Ingo Molnar Sept. 15, 2023, 11:13 a.m. UTC | #4
* Peter Zijlstra <peterz@infradead.org> wrote:

> > > panic: Reenable preemption in WARN slowpath
> > > 
> > > Commit:
> > > 
> > >   5a5d7e9badd2 ("cpuidle: lib/bug: Disable rcu_is_watching() during WARN/BUG")
> > > 
> > > amended warn_slowpath_fmt() to disable preemption until the WARN splat
> > > has been emitted.
> > > 
> > > However the commit neglected to reenable preemption in the !fmt codepath,
> > > i.e. when a WARN splat is emitted without additional format string.
> > > 
> > > One consequence is that users may see more splats than intended.  E.g. a
> > > WARN splat emitted in a work item results in at least two extra splats:
> > > 
> > >   BUG: workqueue leaked lock or atomic
> > >   (emitted by process_one_work())
> > > 
> > >   BUG: scheduling while atomic
> > >   (emitted by worker_thread() -> schedule())
> > > 
> > > Ironically the point of the commit was to *avoid* extra splats. ;)
> > > 
> > > Fix it.
> > 
> > > diff --git a/kernel/panic.c b/kernel/panic.c
> > > index 07239d4..ffa037f 100644
> > > --- a/kernel/panic.c
> > > +++ b/kernel/panic.c
> > > @@ -697,6 +697,7 @@ void warn_slowpath_fmt(const char *file, int line, unsigned taint,
> > >  	if (!fmt) {
> > >  		__warn(file, line, __builtin_return_address(0), taint,
> > >  		       NULL, NULL);
> > > +		warn_rcu_exit(rcu);
> > >  		return;
> > 
> > BTW., one more thing we might want to consider here is to re-enable 
> > preemption in warn_rcu_exit() a bit more gently, without forcing a
> > pending reschedule, ie. preempt_enable_no_resched() or so?
> 
> nah, it's a warn, if that triggers you get to keep the pieces.

But but ... my overall point is that since we just WARN()ed, we are facing 
some sort of kernel bug, and scheduling policies are only a secondary 
concern, debuggability & getting the bug fixed is the primary concern.

So the scheduler should switch to a debugging-friendlier behavior:

  'Schedule tasks around as little as possible, to keep the debug output 
   tidy & to keep things working a bit better even if it's all broken 
   already'.

... or so. My suggestion was a small subset of that principle.

> [...] Also preempt_enable_no_resched() isn't exported because its a 
> horribly dangerous function.

Special exception for RCU debugging only, or so - it's a core kernel 
facility after all.

No strong feelings either way though.

Thanks,

	Ingo
  

Patch

diff --git a/kernel/panic.c b/kernel/panic.c
index 07239d4..ffa037fa 100644
--- a/kernel/panic.c
+++ b/kernel/panic.c
@@ -697,6 +697,7 @@  void warn_slowpath_fmt(const char *file, int line, unsigned taint,
 	if (!fmt) {
 		__warn(file, line, __builtin_return_address(0), taint,
 		       NULL, NULL);
+		warn_rcu_exit(rcu);
 		return;
 	}

RECORD LIST>
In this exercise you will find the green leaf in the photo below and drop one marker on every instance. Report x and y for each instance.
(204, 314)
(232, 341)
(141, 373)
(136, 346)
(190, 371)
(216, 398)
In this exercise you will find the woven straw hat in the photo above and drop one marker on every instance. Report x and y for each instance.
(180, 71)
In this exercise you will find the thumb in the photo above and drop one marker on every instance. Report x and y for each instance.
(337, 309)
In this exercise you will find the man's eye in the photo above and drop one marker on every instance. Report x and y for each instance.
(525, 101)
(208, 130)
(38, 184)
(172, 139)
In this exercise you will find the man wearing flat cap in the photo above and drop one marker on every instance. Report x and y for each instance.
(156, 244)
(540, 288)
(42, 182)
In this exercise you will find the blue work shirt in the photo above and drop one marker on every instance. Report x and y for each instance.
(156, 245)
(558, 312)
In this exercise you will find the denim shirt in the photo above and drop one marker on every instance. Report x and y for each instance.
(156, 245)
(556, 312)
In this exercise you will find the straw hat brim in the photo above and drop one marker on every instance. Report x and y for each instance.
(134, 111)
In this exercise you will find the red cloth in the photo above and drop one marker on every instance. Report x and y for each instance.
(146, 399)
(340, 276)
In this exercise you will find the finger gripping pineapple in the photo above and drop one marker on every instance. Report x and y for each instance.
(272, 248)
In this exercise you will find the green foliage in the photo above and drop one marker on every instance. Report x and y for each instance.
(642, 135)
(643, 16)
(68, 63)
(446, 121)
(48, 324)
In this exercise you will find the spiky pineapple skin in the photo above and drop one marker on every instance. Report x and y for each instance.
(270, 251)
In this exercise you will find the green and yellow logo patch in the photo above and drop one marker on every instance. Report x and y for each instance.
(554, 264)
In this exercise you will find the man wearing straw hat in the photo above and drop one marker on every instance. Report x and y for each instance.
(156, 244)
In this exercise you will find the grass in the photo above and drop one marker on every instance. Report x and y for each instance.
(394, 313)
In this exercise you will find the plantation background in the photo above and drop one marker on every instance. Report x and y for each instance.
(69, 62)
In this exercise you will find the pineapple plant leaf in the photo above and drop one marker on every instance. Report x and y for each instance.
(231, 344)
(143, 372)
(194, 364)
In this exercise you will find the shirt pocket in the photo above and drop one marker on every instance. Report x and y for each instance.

PROBLEMS AND TASKS>
[A] From the preemption patch thread, copy the passage starting at "But but ..." and ending at "the primary concern.".
[B] According to the preemption patch thread, why does Ingo think the scheduler should behave in a debugging-friendlier way after a WARN? Answer in one to three sentences.
[C] In the preemption patch thread, which line does the patch add inside the !fmt branch of warn_slowpath_fmt()?

SOLVED PROBLEMS>
[A]
But but ... my overall point is that since we just WARN()ed, we are facing 
some sort of kernel bug, and scheduling policies are only a secondary 
concern, debuggability & getting the bug fixed is the primary concern.

[B] A WARN means the kernel is facing some sort of bug. Scheduling policies then become a secondary concern, and debuggability and getting the bug fixed become the primary concern. Scheduling tasks around as little as possible keeps the debug output tidy and keeps things working a bit better even though something is already broken.

[C] warn_rcu_exit(rcu);